- WHAT THE EXERCISE ASKS: Count each line below that has "gray" anywhere in it. Answer with the total alone.

- SUPPLIED RECORDS:
=== Section Start ===
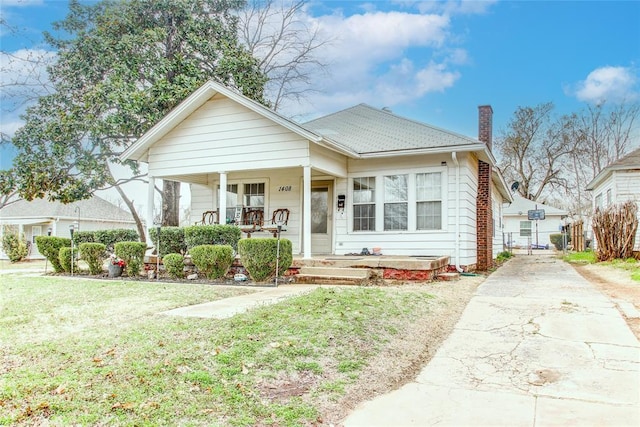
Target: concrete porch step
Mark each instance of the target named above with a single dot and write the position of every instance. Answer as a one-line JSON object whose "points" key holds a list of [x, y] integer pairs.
{"points": [[333, 275]]}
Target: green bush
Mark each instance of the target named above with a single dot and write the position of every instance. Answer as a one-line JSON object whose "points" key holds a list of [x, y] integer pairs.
{"points": [[94, 254], [212, 260], [171, 240], [174, 264], [219, 234], [557, 240], [64, 256], [49, 246], [503, 256], [110, 237], [132, 253], [14, 246], [259, 257], [80, 237]]}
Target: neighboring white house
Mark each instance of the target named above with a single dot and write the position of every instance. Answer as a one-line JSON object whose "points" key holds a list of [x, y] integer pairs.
{"points": [[618, 183], [359, 178], [41, 217], [520, 231]]}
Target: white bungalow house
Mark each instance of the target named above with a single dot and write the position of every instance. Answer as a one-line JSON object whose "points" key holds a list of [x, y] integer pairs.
{"points": [[618, 183], [359, 178], [520, 230], [41, 217]]}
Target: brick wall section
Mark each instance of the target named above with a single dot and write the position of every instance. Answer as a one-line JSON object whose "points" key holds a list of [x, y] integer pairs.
{"points": [[484, 218], [485, 125]]}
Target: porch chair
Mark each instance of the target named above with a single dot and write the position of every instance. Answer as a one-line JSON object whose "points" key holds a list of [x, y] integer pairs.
{"points": [[209, 218], [279, 216]]}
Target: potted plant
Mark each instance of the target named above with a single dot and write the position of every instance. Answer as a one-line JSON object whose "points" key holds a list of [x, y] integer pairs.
{"points": [[116, 265]]}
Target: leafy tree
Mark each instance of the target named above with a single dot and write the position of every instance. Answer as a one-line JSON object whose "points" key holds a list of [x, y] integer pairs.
{"points": [[122, 66]]}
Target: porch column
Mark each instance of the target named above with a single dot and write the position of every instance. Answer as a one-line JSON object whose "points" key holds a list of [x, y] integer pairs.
{"points": [[222, 199], [150, 199], [306, 216]]}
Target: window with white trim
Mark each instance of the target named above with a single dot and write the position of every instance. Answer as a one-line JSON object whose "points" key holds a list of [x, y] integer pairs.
{"points": [[364, 206], [429, 201], [396, 204]]}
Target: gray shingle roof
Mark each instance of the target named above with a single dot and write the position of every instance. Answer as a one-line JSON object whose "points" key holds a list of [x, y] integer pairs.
{"points": [[367, 130], [95, 208]]}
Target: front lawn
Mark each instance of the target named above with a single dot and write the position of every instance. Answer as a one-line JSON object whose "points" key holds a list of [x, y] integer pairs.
{"points": [[89, 352]]}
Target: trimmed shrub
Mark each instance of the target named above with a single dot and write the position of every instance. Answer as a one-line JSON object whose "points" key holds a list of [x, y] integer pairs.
{"points": [[174, 265], [64, 256], [557, 240], [94, 254], [14, 246], [259, 257], [218, 234], [80, 237], [110, 237], [49, 246], [171, 240], [132, 253], [212, 260]]}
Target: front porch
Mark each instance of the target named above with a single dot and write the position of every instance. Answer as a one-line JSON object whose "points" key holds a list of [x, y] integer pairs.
{"points": [[355, 269]]}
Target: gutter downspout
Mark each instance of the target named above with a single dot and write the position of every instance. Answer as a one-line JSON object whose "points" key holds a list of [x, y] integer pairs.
{"points": [[454, 157]]}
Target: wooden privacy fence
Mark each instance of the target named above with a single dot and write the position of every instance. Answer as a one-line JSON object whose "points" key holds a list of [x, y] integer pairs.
{"points": [[577, 236]]}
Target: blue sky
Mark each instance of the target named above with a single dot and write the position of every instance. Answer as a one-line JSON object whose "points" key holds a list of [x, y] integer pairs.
{"points": [[435, 62]]}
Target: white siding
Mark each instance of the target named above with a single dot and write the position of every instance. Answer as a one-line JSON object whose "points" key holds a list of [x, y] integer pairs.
{"points": [[224, 136], [440, 242]]}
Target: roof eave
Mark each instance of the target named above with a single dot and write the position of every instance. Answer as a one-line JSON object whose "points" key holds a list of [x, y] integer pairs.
{"points": [[139, 149]]}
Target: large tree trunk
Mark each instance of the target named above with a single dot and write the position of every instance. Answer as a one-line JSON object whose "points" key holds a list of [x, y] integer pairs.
{"points": [[170, 203], [134, 213]]}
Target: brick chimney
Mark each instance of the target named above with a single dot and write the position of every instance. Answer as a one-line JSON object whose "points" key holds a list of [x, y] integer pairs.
{"points": [[485, 125], [484, 211]]}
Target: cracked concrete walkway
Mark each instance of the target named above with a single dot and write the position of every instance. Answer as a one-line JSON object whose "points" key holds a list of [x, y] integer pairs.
{"points": [[536, 346]]}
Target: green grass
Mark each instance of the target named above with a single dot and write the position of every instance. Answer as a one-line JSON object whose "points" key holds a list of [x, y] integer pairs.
{"points": [[631, 265], [87, 352], [588, 257]]}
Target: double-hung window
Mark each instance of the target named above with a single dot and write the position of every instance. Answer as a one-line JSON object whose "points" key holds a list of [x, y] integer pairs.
{"points": [[396, 202], [429, 201], [364, 204]]}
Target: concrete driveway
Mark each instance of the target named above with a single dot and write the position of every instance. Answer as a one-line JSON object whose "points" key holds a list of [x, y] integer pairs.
{"points": [[536, 346]]}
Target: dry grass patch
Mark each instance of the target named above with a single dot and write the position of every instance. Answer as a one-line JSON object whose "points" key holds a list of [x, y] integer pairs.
{"points": [[305, 361]]}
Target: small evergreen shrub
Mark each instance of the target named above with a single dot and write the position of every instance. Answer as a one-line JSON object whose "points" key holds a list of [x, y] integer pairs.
{"points": [[174, 265], [64, 256], [49, 246], [110, 237], [171, 240], [557, 240], [212, 260], [14, 246], [93, 254], [259, 257], [218, 234], [132, 253], [503, 256]]}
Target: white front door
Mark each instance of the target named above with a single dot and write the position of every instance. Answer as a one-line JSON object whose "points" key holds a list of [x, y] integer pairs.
{"points": [[321, 217], [36, 230]]}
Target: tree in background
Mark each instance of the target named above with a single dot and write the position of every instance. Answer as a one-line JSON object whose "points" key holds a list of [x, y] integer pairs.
{"points": [[122, 67], [555, 158], [285, 46]]}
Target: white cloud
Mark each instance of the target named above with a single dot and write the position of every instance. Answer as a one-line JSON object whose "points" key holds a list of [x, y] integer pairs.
{"points": [[612, 84], [383, 58], [24, 78]]}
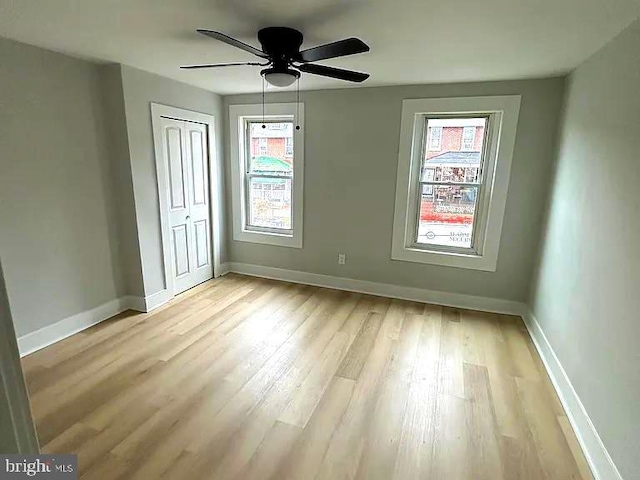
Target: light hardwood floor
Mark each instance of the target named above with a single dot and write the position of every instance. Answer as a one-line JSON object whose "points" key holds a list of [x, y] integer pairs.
{"points": [[246, 378]]}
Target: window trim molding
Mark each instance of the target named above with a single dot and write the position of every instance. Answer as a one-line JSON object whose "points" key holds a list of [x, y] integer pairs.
{"points": [[410, 148], [237, 116]]}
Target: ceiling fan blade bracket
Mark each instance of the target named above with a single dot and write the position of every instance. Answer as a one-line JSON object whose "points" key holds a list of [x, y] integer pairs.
{"points": [[341, 48], [332, 72], [233, 42]]}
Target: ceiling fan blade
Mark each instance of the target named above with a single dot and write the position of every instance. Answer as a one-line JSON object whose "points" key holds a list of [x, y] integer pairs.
{"points": [[332, 72], [232, 41], [349, 46], [215, 65]]}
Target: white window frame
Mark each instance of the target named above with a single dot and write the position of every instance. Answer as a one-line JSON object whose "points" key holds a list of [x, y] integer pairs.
{"points": [[238, 116], [504, 111]]}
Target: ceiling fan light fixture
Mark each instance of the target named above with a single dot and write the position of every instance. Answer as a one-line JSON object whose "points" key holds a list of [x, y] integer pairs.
{"points": [[280, 78]]}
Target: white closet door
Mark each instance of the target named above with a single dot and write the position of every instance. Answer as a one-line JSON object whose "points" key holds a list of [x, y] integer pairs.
{"points": [[185, 151]]}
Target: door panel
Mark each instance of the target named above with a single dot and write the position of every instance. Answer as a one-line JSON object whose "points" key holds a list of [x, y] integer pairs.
{"points": [[198, 166], [175, 158], [187, 168], [180, 250], [202, 244]]}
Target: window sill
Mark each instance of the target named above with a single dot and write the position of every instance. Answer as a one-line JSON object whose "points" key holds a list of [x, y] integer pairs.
{"points": [[267, 238], [487, 263]]}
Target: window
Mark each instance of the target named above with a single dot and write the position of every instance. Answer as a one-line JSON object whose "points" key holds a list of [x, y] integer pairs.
{"points": [[435, 138], [262, 145], [267, 180], [450, 204], [468, 137]]}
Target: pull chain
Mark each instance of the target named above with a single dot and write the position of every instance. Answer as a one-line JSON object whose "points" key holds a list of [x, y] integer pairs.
{"points": [[263, 125], [298, 104]]}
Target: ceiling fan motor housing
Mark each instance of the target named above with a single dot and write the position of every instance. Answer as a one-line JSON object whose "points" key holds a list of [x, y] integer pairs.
{"points": [[280, 42]]}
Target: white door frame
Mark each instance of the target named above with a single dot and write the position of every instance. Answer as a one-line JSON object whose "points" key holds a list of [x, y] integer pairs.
{"points": [[157, 112]]}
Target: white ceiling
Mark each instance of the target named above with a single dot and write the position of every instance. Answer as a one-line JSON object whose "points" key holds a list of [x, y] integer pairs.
{"points": [[412, 41]]}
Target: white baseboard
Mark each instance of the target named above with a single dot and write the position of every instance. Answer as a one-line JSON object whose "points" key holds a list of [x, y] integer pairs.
{"points": [[224, 269], [64, 328], [155, 300], [457, 300], [135, 303], [597, 456]]}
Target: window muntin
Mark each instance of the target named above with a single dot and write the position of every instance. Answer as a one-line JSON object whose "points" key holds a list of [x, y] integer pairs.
{"points": [[450, 185], [268, 179]]}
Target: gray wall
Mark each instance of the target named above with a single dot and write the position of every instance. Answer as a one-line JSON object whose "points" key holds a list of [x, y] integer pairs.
{"points": [[123, 214], [140, 90], [55, 212], [585, 292], [17, 432], [351, 143]]}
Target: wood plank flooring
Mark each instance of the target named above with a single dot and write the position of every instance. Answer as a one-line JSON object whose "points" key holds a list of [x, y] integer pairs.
{"points": [[246, 378]]}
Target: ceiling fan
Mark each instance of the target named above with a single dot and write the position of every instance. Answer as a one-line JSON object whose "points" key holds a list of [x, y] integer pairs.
{"points": [[285, 61]]}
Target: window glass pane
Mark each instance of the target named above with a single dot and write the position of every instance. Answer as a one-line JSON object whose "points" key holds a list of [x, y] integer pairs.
{"points": [[435, 137], [270, 203], [468, 137], [459, 155], [268, 150], [447, 215]]}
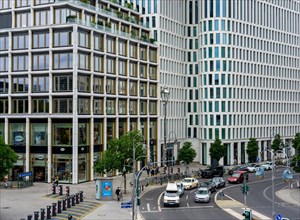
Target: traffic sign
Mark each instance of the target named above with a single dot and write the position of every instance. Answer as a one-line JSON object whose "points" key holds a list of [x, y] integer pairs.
{"points": [[278, 216]]}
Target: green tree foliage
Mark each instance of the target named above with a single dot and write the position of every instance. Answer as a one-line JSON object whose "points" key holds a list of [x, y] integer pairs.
{"points": [[277, 143], [187, 153], [252, 150], [296, 158], [217, 150], [7, 158], [120, 152]]}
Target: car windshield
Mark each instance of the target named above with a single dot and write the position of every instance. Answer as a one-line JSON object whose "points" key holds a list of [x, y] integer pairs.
{"points": [[202, 192], [236, 175]]}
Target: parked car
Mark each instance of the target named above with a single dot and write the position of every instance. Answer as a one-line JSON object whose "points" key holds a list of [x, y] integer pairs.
{"points": [[268, 165], [252, 167], [202, 195], [212, 172], [238, 177], [210, 185], [180, 189], [190, 183], [219, 181]]}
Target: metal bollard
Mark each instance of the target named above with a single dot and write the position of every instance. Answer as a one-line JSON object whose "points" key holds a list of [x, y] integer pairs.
{"points": [[58, 206], [60, 190], [48, 212], [77, 198], [43, 214], [36, 215], [68, 202], [67, 190], [53, 209], [53, 189], [64, 204], [73, 200], [81, 196]]}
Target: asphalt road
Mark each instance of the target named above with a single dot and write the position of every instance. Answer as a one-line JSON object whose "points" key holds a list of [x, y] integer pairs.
{"points": [[152, 207]]}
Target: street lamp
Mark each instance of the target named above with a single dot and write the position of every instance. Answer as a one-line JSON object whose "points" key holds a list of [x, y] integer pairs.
{"points": [[286, 176], [165, 97]]}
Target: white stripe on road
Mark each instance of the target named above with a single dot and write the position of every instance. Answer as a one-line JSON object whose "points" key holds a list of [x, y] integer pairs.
{"points": [[260, 216], [234, 213]]}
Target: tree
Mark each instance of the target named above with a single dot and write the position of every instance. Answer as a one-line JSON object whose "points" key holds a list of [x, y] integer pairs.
{"points": [[296, 158], [7, 158], [187, 153], [252, 150], [277, 143], [217, 150]]}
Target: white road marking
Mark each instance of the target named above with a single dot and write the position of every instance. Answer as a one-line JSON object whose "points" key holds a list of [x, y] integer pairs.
{"points": [[234, 213]]}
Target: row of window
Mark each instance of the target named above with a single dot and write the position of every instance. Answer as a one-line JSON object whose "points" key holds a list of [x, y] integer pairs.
{"points": [[65, 105]]}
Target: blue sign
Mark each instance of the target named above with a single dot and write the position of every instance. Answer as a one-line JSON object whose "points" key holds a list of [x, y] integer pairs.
{"points": [[106, 189], [278, 216], [25, 174], [125, 205]]}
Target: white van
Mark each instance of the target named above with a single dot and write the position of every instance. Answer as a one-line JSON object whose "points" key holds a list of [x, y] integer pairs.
{"points": [[171, 196]]}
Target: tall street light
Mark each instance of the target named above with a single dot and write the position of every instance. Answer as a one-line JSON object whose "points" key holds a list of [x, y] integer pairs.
{"points": [[286, 176], [165, 98]]}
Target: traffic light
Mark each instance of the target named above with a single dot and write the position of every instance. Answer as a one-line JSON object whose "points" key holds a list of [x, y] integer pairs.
{"points": [[247, 215]]}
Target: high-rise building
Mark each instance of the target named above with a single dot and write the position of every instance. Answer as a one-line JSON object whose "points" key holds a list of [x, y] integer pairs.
{"points": [[75, 73]]}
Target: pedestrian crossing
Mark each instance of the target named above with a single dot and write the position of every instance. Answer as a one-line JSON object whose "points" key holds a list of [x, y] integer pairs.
{"points": [[238, 214]]}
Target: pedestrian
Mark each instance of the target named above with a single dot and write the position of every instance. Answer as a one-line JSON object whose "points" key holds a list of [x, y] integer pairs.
{"points": [[118, 193]]}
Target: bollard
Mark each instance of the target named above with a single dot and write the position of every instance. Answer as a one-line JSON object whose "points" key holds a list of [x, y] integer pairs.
{"points": [[53, 189], [58, 206], [73, 200], [77, 198], [53, 209], [64, 204], [81, 196], [36, 215], [48, 212], [68, 202], [67, 190], [43, 217], [60, 190]]}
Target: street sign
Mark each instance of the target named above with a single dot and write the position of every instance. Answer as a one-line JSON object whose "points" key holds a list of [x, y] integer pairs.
{"points": [[278, 216], [125, 205]]}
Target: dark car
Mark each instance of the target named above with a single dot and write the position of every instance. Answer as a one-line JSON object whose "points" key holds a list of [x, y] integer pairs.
{"points": [[212, 172], [210, 185]]}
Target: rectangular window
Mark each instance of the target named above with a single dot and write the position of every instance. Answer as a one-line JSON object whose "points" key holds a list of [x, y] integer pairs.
{"points": [[62, 38], [63, 83], [62, 105], [63, 60], [40, 105], [40, 39], [40, 83], [20, 84], [98, 85], [40, 61]]}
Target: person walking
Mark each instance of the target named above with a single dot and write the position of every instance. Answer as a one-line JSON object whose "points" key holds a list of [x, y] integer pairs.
{"points": [[118, 193]]}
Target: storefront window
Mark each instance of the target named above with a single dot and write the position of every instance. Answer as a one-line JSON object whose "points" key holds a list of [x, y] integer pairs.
{"points": [[98, 133], [17, 134], [83, 134], [39, 134], [62, 134]]}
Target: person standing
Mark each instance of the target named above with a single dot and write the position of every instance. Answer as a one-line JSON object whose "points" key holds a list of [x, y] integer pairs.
{"points": [[118, 193]]}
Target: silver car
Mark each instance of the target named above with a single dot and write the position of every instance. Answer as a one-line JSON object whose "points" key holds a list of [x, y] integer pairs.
{"points": [[202, 195]]}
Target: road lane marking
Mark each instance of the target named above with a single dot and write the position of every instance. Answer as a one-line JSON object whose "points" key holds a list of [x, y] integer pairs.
{"points": [[234, 213]]}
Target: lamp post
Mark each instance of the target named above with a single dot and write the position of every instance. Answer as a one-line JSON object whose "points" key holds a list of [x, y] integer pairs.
=== Section End ===
- RESULT OF THIS TASK: 2